**WORK TO BE COMPLETED**.
Extract every entry word for word. Skip the pictures.
━━━ EXTRACTED RECORDS
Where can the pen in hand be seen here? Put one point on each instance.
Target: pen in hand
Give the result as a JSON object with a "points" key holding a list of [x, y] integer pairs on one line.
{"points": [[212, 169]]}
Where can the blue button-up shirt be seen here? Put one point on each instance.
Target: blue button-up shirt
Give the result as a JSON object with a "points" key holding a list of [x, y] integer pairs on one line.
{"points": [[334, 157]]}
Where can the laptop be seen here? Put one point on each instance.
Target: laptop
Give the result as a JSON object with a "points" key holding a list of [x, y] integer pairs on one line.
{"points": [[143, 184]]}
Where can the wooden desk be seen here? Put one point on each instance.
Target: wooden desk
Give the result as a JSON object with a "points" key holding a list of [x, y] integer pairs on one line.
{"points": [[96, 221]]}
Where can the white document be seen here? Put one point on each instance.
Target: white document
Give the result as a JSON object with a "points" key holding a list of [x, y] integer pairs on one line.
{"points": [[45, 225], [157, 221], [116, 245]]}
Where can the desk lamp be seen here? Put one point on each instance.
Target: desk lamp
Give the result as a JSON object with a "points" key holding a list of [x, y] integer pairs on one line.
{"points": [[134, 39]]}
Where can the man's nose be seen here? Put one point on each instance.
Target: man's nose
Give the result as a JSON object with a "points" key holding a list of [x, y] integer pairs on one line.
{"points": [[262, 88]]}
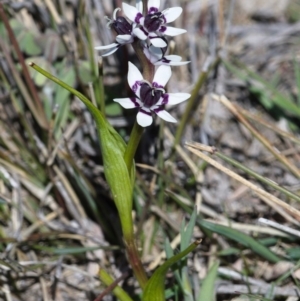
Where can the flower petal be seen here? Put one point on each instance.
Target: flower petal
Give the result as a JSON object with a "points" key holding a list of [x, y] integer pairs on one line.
{"points": [[153, 54], [144, 117], [106, 46], [132, 13], [139, 6], [173, 57], [111, 51], [134, 77], [165, 116], [162, 75], [175, 98], [139, 33], [124, 39], [172, 13], [156, 40], [153, 6], [171, 31], [128, 103]]}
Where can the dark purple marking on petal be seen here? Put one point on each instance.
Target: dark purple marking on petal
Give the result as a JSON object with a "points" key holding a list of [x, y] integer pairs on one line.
{"points": [[164, 60], [165, 99], [153, 21], [152, 10], [162, 28], [122, 26], [133, 99], [135, 86], [149, 95], [145, 112], [138, 18], [143, 29], [156, 85]]}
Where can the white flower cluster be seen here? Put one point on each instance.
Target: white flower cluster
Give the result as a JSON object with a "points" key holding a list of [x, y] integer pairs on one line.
{"points": [[150, 29]]}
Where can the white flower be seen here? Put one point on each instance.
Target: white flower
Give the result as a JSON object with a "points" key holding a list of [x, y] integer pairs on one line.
{"points": [[150, 98], [126, 33], [154, 23], [157, 57]]}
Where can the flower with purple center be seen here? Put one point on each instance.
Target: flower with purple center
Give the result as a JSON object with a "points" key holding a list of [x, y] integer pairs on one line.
{"points": [[150, 98], [126, 33], [154, 23]]}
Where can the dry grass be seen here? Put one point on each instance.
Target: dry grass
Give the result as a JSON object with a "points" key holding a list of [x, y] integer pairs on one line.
━━━━━━
**SOLUTION**.
Where can the pen in hand be seen here? Put one point on each instance.
Target: pen in hand
Give the result as a JSON object with a "points" key holding a list of [x, y] integer pairs on one line.
{"points": [[212, 169]]}
Where can the blue button-up shirt be seen here? Put one point on each instance.
Target: blue button-up shirt
Give the result as a JSON object with a "points" key holding a list of [x, y] integer pairs on one line.
{"points": [[334, 157]]}
Where can the laptop be seen here? Put one point on each instance.
Target: laptop
Give the result as a JSON object with a "points" key holding a list of [x, y] integer pairs on one line.
{"points": [[143, 184]]}
Where can the wooden desk be seen here? Put one point on each instance.
Target: wooden desk
Give the result as a JSON object with a "points" key holding a list of [x, y] integer pairs on one line.
{"points": [[96, 221]]}
Where can the white document be seen here? Put one point on each instance.
Target: white document
Give the result as a JSON object with a "points" key holding a list of [x, y] integer pairs on one line.
{"points": [[45, 225], [157, 221], [116, 245]]}
Where can the desk lamp be seen here? Put one point on each instance.
Target: desk lamp
Give the result as a JSON object with a "points" key holding a list of [x, y] integer pairs on one line.
{"points": [[134, 39]]}
Where can the man's nose be seen here? Put one point on each instance.
Target: man's nose
Give the result as a JSON object with a "points" key holding a list of [x, y] integer pairs on one line.
{"points": [[262, 88]]}
Where can the flower petal be seen here? Put one point on each instance.
Target: flower petal
Give the result as a JSON object with a "points" key holding a list of [x, y] integer pairs on one line.
{"points": [[153, 54], [144, 117], [106, 46], [132, 13], [139, 6], [173, 57], [111, 51], [134, 77], [165, 116], [162, 75], [175, 98], [139, 33], [124, 39], [172, 13], [156, 40], [153, 6], [171, 31], [128, 103]]}
Where can the dark purple marking on petal be seen here? Put one point on each instance.
Target: dark purple marking on petal
Give the result as a JSON object with a "points" key holding a list of [x, y] integer pairs on one line.
{"points": [[164, 60], [165, 99], [153, 21], [152, 10], [162, 28], [122, 26], [133, 99], [135, 86], [149, 95], [145, 112], [138, 18], [143, 29], [156, 85]]}
Where can the white flower cluster be seen here? Put one point on each instance.
Target: white flower cluster
Give the result as a JSON object with a "points" key holding a list of [x, y] integer pairs on one line.
{"points": [[150, 29]]}
Where can the white flower be seen here? Put one point on each instance.
Target: white flower
Give the result as a JSON object with a "points" key holding a list of [x, y] integer pairs on one line.
{"points": [[150, 98], [126, 33], [154, 23], [157, 57]]}
Where can the flower with purple center be seen here? Put one point on each instance.
Target: flower with purple center
Give the result as a JSON object with a "points" key holding a list of [x, y] integer pairs on one line.
{"points": [[150, 98], [126, 33], [154, 23]]}
Where can the dry grass be seen here? Put one point on each instance.
Target: dry grass
Give the result as a JSON object with a "points" key holding a list of [x, y] integer pairs on one line.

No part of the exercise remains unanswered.